▶ _Written problem 1_:
Which lines in the records below contain the string "part"? Report each of those lines in full.

▶ _Extract_:
↓

Potential Memory Leak in 2.3 #10550

notwedtm · 2023-11-06T15:48:31Z

After upgrading the coder helm chart from v2.2 to v2.3 on 10/20, we started seeing significant memory (tens of gigabytes), CPU (multiple cores), and constant container restarts.

CPU Usage:

Memory Usage:

Container Restarts:

ericpaulsen · 2023-11-06T15:54:25Z

thank you for submitting this issue @notwedtm - can you confirm the version is 2.3.2?

notwedtm · 2023-11-06T16:02:58Z

We have a fuzzy matcher in the Argo app:

repoURL: https://helm.coder.com/v2
chart: coder
targetRevision: ~> 2.3.2

Argo shows that we've been on 2.3.3 for about 7 days now.

ammario · 2023-11-06T16:22:35Z

cc @mafredri

mafredri · 2023-11-06T17:05:39Z

@notwedtm could you share what settings you are using for Coder? Of interest is especially whether or not you're using external/embedded DB, have enabled experimental coder settings, are using external provisioners, coder replicas, etc.

Would you also be able to share some pprof dumps from when you notice high memory usage? (This requires enabling pprof for coder server via --pprof-enable or CODER_PPROF_ENABLE=true.)

Essentially, we'd be interested in seeing the files produced by (see /tmp/pprof after running):

mkdir /tmp/pprof
for p in allocs heap goroutine; do wget -O /tmp/pprof/$p.gz http://localhost:6060/debug/pprof/$p; done

(The value of http://localhost:6060 will depend on whether or not you've changed the pprof address and/or are running it on the same container as coder.)

↑

▶ _Data lines_:
↓

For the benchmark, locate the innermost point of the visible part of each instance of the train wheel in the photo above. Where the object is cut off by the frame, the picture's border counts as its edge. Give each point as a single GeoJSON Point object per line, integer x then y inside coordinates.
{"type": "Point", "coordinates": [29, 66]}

↑
↓

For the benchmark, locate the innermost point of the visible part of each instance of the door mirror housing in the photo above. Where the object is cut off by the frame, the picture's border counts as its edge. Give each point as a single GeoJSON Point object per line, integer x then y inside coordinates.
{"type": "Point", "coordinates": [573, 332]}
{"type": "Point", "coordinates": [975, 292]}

↑

▶ _Written problem 2_:
Restate word for word everything in the memory leak thread from "mafredri · 2023-11-06T17:05:39Z" down to "container as coder.)".

▶ _Full response 1_:
For the benchmark, locate the innermost point of the visible part of each instance of the train wheel in the photo above. Where the object is cut off by the frame, the picture's border counts as its edge. Give each point as a single GeoJSON Point object per line, integer x then y inside coordinates.
For the benchmark, locate the innermost point of the visible part of each instance of the door mirror housing in the photo above. Where the object is cut off by the frame, the picture's border counts as its edge. Give each point as a single GeoJSON Point object per line, integer x then y inside coordinates.

▶ _Full response 2_:
mafredri · 2023-11-06T17:05:39Z

@notwedtm could you share what settings you are using for Coder? Of interest is especially whether or not you're using external/embedded DB, have enabled experimental coder settings, are using external provisioners, coder replicas, etc.

Would you also be able to share some pprof dumps from when you notice high memory usage? (This requires enabling pprof for coder server via --pprof-enable or CODER_PPROF_ENABLE=true.)

Essentially, we'd be interested in seeing the files produced by (see /tmp/pprof after running):

mkdir /tmp/pprof
for p in allocs heap goroutine; do wget -O /tmp/pprof/$p.gz http://localhost:6060/debug/pprof/$p; done

(The value of http://localhost:6060 will depend on whether or not you've changed the pprof address and/or are running it on the same container as coder.)